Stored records
....
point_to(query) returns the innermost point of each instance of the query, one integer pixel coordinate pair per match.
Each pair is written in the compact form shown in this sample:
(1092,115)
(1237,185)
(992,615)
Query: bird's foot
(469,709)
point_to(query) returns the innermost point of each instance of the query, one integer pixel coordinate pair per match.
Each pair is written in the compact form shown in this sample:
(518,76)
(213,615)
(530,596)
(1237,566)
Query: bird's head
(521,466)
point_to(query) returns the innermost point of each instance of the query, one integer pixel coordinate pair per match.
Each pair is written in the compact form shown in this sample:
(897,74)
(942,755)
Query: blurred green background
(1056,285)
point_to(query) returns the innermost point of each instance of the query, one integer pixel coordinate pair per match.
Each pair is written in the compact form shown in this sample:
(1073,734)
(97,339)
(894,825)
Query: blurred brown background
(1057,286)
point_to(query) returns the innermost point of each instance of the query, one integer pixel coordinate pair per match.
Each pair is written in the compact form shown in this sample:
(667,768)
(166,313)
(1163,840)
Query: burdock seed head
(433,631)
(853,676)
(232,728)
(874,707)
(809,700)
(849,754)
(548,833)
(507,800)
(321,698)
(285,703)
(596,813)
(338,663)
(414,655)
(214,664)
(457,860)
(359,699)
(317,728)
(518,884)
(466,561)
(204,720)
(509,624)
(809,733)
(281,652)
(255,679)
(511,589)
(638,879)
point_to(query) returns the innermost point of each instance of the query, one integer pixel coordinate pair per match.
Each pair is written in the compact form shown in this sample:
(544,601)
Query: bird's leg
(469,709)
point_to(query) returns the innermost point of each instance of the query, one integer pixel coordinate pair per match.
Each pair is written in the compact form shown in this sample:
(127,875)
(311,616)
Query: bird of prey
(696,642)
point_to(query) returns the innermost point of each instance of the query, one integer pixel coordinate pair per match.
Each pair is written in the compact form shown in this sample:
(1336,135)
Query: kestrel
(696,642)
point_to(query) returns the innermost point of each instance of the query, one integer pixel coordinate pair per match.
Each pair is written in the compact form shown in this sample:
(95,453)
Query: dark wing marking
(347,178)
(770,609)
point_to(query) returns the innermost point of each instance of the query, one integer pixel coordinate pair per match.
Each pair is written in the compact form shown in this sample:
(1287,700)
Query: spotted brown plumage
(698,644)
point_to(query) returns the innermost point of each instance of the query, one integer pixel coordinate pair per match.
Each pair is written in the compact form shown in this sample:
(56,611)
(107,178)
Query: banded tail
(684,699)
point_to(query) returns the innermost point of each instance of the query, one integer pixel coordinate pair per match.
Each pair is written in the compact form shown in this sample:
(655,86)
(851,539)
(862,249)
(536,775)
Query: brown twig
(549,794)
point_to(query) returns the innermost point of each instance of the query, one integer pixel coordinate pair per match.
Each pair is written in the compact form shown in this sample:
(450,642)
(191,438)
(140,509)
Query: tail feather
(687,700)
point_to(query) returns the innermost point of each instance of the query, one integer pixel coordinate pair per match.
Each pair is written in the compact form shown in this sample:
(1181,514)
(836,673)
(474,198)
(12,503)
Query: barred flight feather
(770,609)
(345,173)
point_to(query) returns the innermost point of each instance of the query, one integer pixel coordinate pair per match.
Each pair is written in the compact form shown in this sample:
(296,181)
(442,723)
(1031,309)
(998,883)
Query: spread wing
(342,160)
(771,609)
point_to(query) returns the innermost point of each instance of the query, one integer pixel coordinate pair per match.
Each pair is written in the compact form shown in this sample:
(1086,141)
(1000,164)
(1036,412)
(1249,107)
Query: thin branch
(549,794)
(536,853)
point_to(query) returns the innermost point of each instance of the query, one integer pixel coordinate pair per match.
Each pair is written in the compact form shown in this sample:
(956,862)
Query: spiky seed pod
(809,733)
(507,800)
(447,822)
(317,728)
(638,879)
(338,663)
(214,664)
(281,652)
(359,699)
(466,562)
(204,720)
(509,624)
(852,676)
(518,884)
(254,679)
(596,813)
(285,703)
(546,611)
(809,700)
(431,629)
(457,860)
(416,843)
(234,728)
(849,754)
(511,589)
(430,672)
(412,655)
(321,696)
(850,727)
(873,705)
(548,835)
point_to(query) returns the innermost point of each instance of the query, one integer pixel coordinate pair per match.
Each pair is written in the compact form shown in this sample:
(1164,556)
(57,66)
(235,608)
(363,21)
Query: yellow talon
....
WHAT IS BEING ASKED:
Every line above should be printed again exactly as it stands.

RESULT OF THIS EXERCISE:
point_to(query) returns the innermost point of each instance of the query, one integer pixel coordinate pair per match.
Each pair is written in the compact form shown in this sample:
(1092,115)
(1237,185)
(992,615)
Query: bird's foot
(469,709)
point_to(query) returns the innermost point of each instance of the query, one integer pixel coordinate pair per match.
Each pair is written in the compact form shown in this sample:
(518,76)
(213,615)
(530,596)
(1237,566)
Query: bird's head
(521,466)
point_to(query) returns the innermost point of each instance of the query, one integer pixel coordinate pair per match.
Each pair is written in the compact form shown in this sample:
(897,74)
(942,755)
Query: blurred green background
(1056,285)
point_to(query) returns the innermost point of each instance of the query, one integer pixel coordinate pair per match.
Each pair is written in the compact form shown in this sample:
(1073,734)
(97,339)
(894,825)
Query: blurred brown background
(1057,286)
point_to(query) returns the innermost point of each instance of the query, one integer pixel coordinate pair per match.
Each pair is written in the compact form shown in this sample:
(667,768)
(166,313)
(1163,840)
Query: burdock seed head
(433,631)
(853,676)
(232,728)
(874,707)
(809,700)
(849,754)
(548,833)
(507,800)
(321,698)
(285,703)
(596,813)
(338,663)
(414,655)
(214,664)
(457,860)
(359,699)
(317,728)
(518,884)
(466,561)
(204,720)
(509,624)
(809,733)
(281,652)
(255,679)
(511,589)
(638,879)
point_to(query) returns the innermost point of each instance of the query, one integer pixel coordinate pair per match.
Each pair is written in the compact form shown in this sample:
(544,601)
Query: bird's leg
(469,709)
point_to(query) returns the innermost point of each instance of the query, one integer pixel coordinate pair per match.
Each pair is written in the compact form shown in this sample:
(127,875)
(311,616)
Query: bird of prey
(696,642)
point_to(query) returns the innermost point of each instance of the query, one integer pixel coordinate pair per match.
Each pair is written in the compact form shown in this sample:
(1336,135)
Query: kestrel
(696,642)
point_to(query) returns the innermost point of each instance of the query, one integer pixel coordinate pair per match.
Each pair is written in the compact form shown in this sample:
(95,453)
Query: dark wing marking
(347,178)
(770,609)
point_to(query) returns the innermost point of each instance of the query, one integer pixel coordinate pair per match.
Each pair is written in the compact form shown in this sample:
(1287,700)
Query: spotted brown plumage
(698,644)
point_to(query) returns the innermost point of each instance of the query, one integer pixel coordinate pair per match.
Each pair is written in the compact form shown in this sample:
(56,611)
(107,178)
Query: banded tail
(684,699)
point_to(query) returns the innermost point of each instance of the query, one integer pixel coordinate pair per match.
Each pair is written in the compact form shown in this sample:
(655,86)
(851,539)
(862,249)
(536,775)
Query: brown twig
(549,794)
point_to(query) returns the innermost point of each instance of the query, one integer pixel coordinate pair per match.
Each pair is written in the compact form shown in this sample:
(450,642)
(191,438)
(140,509)
Query: tail feather
(687,700)
point_to(query) returns the innermost point of each instance of the query, one integer pixel coordinate pair per match.
Each pair is written in the compact form shown in this sample:
(1181,514)
(836,673)
(474,198)
(12,503)
Query: barred flight feather
(770,609)
(345,173)
point_to(query) returns the innermost point of each instance of the query, one integer pixel coordinate pair per match.
Each pair is written in the compact form shown in this sample:
(296,181)
(442,723)
(1031,309)
(998,883)
Query: spread wing
(342,160)
(771,609)
point_to(query) returns the innermost point of each instance of the query, one integer pixel coordinate pair per match.
Each pair is written in the compact form shown in this sample:
(1086,141)
(1000,164)
(1036,412)
(1249,107)
Query: thin branch
(549,794)
(536,853)
point_to(query) returns the innermost point of each instance of the query, one integer pixel coordinate pair per match.
Each pair is written in the compact form shown in this sample:
(956,862)
Query: spiky seed pod
(809,733)
(507,800)
(447,822)
(317,728)
(638,879)
(338,663)
(214,664)
(281,652)
(359,699)
(466,562)
(204,720)
(509,624)
(852,676)
(518,884)
(254,679)
(596,813)
(285,703)
(546,611)
(809,700)
(431,629)
(457,860)
(416,843)
(234,728)
(849,754)
(511,589)
(430,672)
(412,655)
(321,696)
(850,727)
(873,705)
(548,835)
point_to(query) returns the innermost point of each instance of the query, one integer pixel coordinate pair per match.
Each pair is written in the compact form shown in this sample:
(1164,556)
(57,66)
(235,608)
(363,21)
Query: yellow talon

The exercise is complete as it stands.